═══ Study text ═══

Some dmesg and journalctl calls may require sudo on restricted systems. If you see empty output or a permission error, prefix the command with sudo.

Thermal & power notes

Two things to know up front before designing thermal or power dashboards for an Edge AI Expansion Board deployment.

NPU thermal throttle threshold

The DEEPX DX-M1 thermally throttles at approximately 90 °C. Production inference workloads should aim to keep all three cores well below that ceiling — comfortable headroom is core temperatures under 80 °C under sustained load. Active cooling on the Raspberry Pi 5 (the official Pi 5 Active Cooler driven from the Pi 5's own JST-SH fan header) handles most desktop and lab conditions; high-ambient or enclosed deployments need application-specific airflow planning.

The Expansion Board does not carry its own fan connector

Cooling on this product is handled by the Raspberry Pi 5's own active cooler, which plugs into the Pi 5's 4-pin JST-SH fan header (PWM control, electrically and functionally identical to a standard Pi 5 fan setup). The Expansion Board itself does not expose a separate fan connector. If you need additional cooling for the DX-M1 module or the modem, that is part of your enclosure design rather than something the Expansion Board provides directly. Customers are responsible for monitoring and controlling thermal behaviour for their specific ambient, enclosure, and workload conditions.

═══ Stored data ═══

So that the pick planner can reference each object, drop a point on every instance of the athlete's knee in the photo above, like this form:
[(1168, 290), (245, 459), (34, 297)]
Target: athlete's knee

═══

What to do =
A – Can you quote, word for word, the part of the Edge AI Expansion Board thermal notes that opens with the words containing "Two things to" and closes with "application-specific airflow planning."?
B – According to the Edge AI Expansion Board thermal notes, which conditions must customers take into account when monitoring and controlling thermal behavior?
C – Can you continue the Edge AI Expansion Board thermal and power notes from where they stop?

Responses by item number =
A –
Two things to know up front before designing thermal or power dashboards for an Edge AI Expansion Board deployment.

NPU thermal throttle threshold

The DEEPX DX-M1 thermally throttles at approximately 90 °C. Production inference workloads should aim to keep all three cores well below that ceiling — comfortable headroom is core temperatures under 80 °C under sustained load. Active cooling on the Raspberry Pi 5 (the official Pi 5 Active Cooler driven from the Pi 5's own JST-SH fan header) handles most desktop and lab conditions; high-ambient or enclosed deployments need application-specific airflow planning.

B – Ambient, enclosure, and workload conditions.

C –
Power monitoring: no onboard sensors

The Expansion Board itself does not include any onboard power-monitoring circuitry. The single USB-C PD input powers the full stack and back-powers the Pi 5 through the pogo pins, but there is no instrumentation on the board that exposes real-time current or wattage to the OS. The practical consequences:

  • dxtop and dxrt-cli -s expose NPU-side telemetry (voltage, clock, temperature) but not whole-board power draw.
  • For full-stack power figures, use an inline USB-C PD power meter on the input cable, or a bench supply with current readout.
  • Under-voltage events on the Pi 5 still surface through the standard Raspberry Pi mechanisms (kernel warnings, vcgencmd get_throttled on the Pi), and are the most reliable signal that the USB-C PSU is undersized for your workload.
Power supply baseline

Minimum USB-C PD input is 27 W; 45 W is recommended for stacks running the DX-M1 plus NVMe plus an LTE/5G modem under sustained load. Under-voltage warnings on the Pi 5 almost always trace back to an undersized PSU or a cable that cannot carry the negotiated current — replace the PSU first before investigating software.

Long-running deployments

For production fleets, the recommended way to log inference results, NPU temperature, cellular signal strength, and system metrics together is to write to the NVMe SSD on a schedule that does not create a meaningful CPU bottleneck. The specific store is up to you — a time-series database, a flat-file logger, or a structured-event log all work. The constraint that matters is keeping the logger's CPU cost low enough that pre/post-processing around the NPU does not become the bottleneck.

A typical loop scrapes dxrt-cli -s output every N seconds and appends to an NVMe-mounted log path. Inference applications can write their own per-detection records to the same log, and cellular signal samples (once the QP45 flow is documented) can be added to the same stream. See the NVMe Storage page for mount setup and the Cellular Connectivity page for the modem side.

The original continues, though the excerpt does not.